Telling Secrets: Abu Bakarr Mansaray’s Sinister Project

Responding with imagination to the brutality and violence of Sierra Leone’s civil war (1991-2002), Abu Bakarr Mansaray’s monumental drawing Sinister Project depicts a fictitious war machine with careful detail that reveals the artist’s background in science and engineering.

Fig.1 Abu Bakarr Mansaray. Sinister Project. 2006. Graphite and colored ink on paper, 59 1/16 × 80 11/16″ (150 × 205 cm). The Museum of Modern Art, New York. © Abu Bakarr Mansaray – CAAC – The Pigozzi Collection. Gift of Jean Pigozzi

Sierra Leonean artist Abu Bakarr Mansaray’s Sinister Project (2006) actualizes concealed knowledge and power by making it visible (fig. 1). Labeled a “Top Secret Project”, whose code name is “The Black Storm”, it is crowded with complicated calculations, numerical denominations, and conspiratorial language. The large-scale drawing—meticulously rendered in graphite and colored ink—diagrams, dissects, and defines every component part of a violent and destructive arthropodal aircraft that, according to the artist, was built before the existence of man to “cause disaster.” Mansaray has surrounded illustrations of the interior of the alien craft and its impenetrable exoskeleton with the vessel’s emptied mechanics, with every tube, bulb, cog, spring, screw, and bolt carefully represented. The work is a maze of lines connecting each part to its mate, instructing as it displays the internal engineering (fig. 2). Mansaray signed the work multiple times and interwove written narrative about the craft into the drawing itself, anxious to control, confuse, and claim ownership over the information.

◆ **EXERCISE MATERIAL**:
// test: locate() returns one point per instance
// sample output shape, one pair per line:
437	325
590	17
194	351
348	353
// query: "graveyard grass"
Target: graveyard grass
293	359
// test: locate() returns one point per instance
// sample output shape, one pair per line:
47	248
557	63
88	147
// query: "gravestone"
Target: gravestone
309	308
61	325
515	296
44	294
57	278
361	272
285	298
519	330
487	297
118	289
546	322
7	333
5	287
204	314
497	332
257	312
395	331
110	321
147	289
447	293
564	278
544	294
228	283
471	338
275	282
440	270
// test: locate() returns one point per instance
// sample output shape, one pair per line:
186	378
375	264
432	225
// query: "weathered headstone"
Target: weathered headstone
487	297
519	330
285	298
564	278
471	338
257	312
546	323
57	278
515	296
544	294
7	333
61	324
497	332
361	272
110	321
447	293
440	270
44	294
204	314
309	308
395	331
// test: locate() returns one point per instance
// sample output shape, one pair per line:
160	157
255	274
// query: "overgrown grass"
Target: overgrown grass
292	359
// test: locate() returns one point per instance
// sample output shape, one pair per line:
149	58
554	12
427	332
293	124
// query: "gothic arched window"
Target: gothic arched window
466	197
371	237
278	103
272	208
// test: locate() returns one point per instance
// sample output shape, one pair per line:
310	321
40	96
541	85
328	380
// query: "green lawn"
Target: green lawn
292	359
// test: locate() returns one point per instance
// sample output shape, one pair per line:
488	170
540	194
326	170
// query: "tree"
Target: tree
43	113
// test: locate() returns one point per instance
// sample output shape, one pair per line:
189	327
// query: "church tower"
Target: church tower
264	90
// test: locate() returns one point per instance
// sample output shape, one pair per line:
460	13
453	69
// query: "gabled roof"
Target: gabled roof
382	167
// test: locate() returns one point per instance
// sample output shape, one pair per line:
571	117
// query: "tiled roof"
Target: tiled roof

◆ **JOBS**:
1. Reproduce word for word the stretch of the essay on Sinister Project from "Responding with imagination" through "science and engineering.".
2. Quote all of the rows above verbatim, from the first row to the last.
The essay on Sinister Project and the rows were taken from separate sources.

◆ **SOLUTIONS IN ORDER**:
1.
Responding with imagination to the brutality and violence of Sierra Leone’s civil war (1991-2002), Abu Bakarr Mansaray’s monumental drawing Sinister Project depicts a fictitious war machine with careful detail that reveals the artist’s background in science and engineering.

2.
// test: locate() returns one point per instance
// sample output shape, one pair per line:
437	325
590	17
194	351
348	353
// query: "graveyard grass"
Target: graveyard grass
293	359
// test: locate() returns one point per instance
// sample output shape, one pair per line:
47	248
557	63
88	147
// query: "gravestone"
Target: gravestone
309	308
61	325
515	296
44	294
57	278
361	272
285	298
519	330
487	297
118	289
546	322
7	333
5	287
204	314
497	332
257	312
395	331
110	321
147	289
447	293
564	278
544	294
228	283
471	338
275	282
440	270
// test: locate() returns one point per instance
// sample output shape, one pair per line:
186	378
375	264
432	225
// query: "weathered headstone"
Target: weathered headstone
487	297
519	330
285	298
564	278
471	338
257	312
546	323
57	278
515	296
544	294
7	333
61	324
497	332
361	272
110	321
447	293
440	270
44	294
204	314
309	308
395	331
// test: locate() returns one point per instance
// sample output shape, one pair per line:
160	157
255	274
// query: "overgrown grass"
Target: overgrown grass
292	359
// test: locate() returns one point per instance
// sample output shape, one pair per line:
149	58
554	12
427	332
293	124
// query: "gothic arched window"
Target: gothic arched window
466	197
371	237
278	103
272	208
// test: locate() returns one point per instance
// sample output shape, one pair per line:
310	321
40	96
541	85
328	380
// query: "green lawn"
Target: green lawn
292	359
// test: locate() returns one point per instance
// sample output shape, one pair per line:
488	170
540	194
326	170
// query: "tree"
Target: tree
43	113
// test: locate() returns one point per instance
// sample output shape, one pair per line:
189	327
// query: "church tower"
Target: church tower
264	90
// test: locate() returns one point per instance
// sample output shape, one pair per line:
460	13
453	69
// query: "gabled roof"
Target: gabled roof
382	167
// test: locate() returns one point per instance
// sample output shape, one pair per line:
571	117
// query: "tiled roof"
Target: tiled roof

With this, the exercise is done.